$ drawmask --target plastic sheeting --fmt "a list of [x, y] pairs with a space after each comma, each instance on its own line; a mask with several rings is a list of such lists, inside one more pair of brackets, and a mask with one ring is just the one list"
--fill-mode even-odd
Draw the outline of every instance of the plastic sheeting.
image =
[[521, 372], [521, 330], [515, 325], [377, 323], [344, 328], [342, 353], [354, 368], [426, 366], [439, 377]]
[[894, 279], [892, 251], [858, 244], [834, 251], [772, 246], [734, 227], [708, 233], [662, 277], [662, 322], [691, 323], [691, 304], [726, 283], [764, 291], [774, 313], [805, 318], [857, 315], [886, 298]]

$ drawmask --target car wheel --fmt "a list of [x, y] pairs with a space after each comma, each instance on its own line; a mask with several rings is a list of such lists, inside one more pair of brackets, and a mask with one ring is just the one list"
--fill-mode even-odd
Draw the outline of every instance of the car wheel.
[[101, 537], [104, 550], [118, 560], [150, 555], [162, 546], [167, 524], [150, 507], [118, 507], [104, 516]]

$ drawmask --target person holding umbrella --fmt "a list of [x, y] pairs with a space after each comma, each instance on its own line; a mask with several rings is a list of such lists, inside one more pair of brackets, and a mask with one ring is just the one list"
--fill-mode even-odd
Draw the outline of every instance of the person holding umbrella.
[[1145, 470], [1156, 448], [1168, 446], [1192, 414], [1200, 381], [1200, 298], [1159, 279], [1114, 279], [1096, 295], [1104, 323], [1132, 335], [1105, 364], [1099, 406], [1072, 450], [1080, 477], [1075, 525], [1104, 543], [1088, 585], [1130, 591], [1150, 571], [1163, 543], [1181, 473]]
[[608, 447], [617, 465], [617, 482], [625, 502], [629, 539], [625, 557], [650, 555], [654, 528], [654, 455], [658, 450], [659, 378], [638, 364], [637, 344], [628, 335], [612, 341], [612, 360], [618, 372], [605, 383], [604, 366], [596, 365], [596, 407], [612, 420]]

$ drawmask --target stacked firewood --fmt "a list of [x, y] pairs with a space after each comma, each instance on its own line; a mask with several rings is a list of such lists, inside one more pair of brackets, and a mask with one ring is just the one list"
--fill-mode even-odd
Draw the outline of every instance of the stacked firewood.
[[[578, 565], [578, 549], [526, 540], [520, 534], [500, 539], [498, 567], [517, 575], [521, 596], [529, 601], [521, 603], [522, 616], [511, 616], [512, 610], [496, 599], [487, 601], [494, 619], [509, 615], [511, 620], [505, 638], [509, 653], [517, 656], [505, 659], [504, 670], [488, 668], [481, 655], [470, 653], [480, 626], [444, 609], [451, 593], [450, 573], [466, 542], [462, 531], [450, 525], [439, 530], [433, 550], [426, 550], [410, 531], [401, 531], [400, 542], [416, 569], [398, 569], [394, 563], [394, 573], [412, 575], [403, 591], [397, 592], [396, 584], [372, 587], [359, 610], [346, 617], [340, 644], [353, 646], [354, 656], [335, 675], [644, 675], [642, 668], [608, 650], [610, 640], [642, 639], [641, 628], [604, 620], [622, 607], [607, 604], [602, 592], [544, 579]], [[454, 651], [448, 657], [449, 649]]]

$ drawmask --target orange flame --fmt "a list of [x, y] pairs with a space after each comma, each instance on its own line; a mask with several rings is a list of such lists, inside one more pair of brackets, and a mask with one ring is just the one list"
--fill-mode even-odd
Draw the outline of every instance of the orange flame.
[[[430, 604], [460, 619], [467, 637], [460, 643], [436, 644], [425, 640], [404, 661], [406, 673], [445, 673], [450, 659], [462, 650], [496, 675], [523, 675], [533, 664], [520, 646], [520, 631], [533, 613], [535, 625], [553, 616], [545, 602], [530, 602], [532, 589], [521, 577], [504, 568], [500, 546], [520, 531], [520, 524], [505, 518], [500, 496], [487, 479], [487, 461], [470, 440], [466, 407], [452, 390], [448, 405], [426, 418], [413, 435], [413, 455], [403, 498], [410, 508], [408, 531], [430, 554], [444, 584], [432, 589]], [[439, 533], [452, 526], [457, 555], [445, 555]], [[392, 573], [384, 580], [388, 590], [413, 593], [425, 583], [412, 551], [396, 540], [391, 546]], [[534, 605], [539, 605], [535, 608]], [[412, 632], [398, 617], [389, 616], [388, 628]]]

→ **What is being asked**:
Retype the data from the line holding "drawmask --target stacked" through the line holding "657], [449, 649]]]", inclusive, with no changes.

→ **Full output**:
$ drawmask --target stacked firewood --fmt "a list of [x, y] pairs with a space after each comma, each instance on its own line; a mask with several rings is a list of such lists, inside one more pair of brackets, and a mask with one ring is just the one list"
--fill-mode even-odd
Draw the outline of every instance of the stacked firewood.
[[[578, 565], [578, 549], [526, 540], [520, 534], [500, 539], [498, 567], [517, 575], [521, 596], [529, 601], [521, 603], [522, 616], [511, 616], [512, 610], [496, 599], [487, 601], [494, 619], [509, 615], [511, 620], [505, 638], [509, 653], [517, 656], [505, 659], [504, 670], [488, 668], [481, 655], [470, 653], [480, 626], [444, 609], [451, 593], [450, 573], [466, 542], [462, 531], [450, 525], [439, 530], [433, 550], [426, 550], [410, 531], [401, 531], [400, 542], [416, 569], [398, 569], [394, 563], [394, 573], [412, 575], [403, 591], [397, 592], [396, 584], [372, 587], [359, 610], [346, 617], [340, 644], [353, 646], [354, 656], [335, 675], [644, 675], [642, 668], [608, 650], [610, 640], [642, 639], [641, 628], [604, 620], [622, 607], [607, 604], [602, 592], [544, 579]], [[454, 651], [448, 657], [449, 649]]]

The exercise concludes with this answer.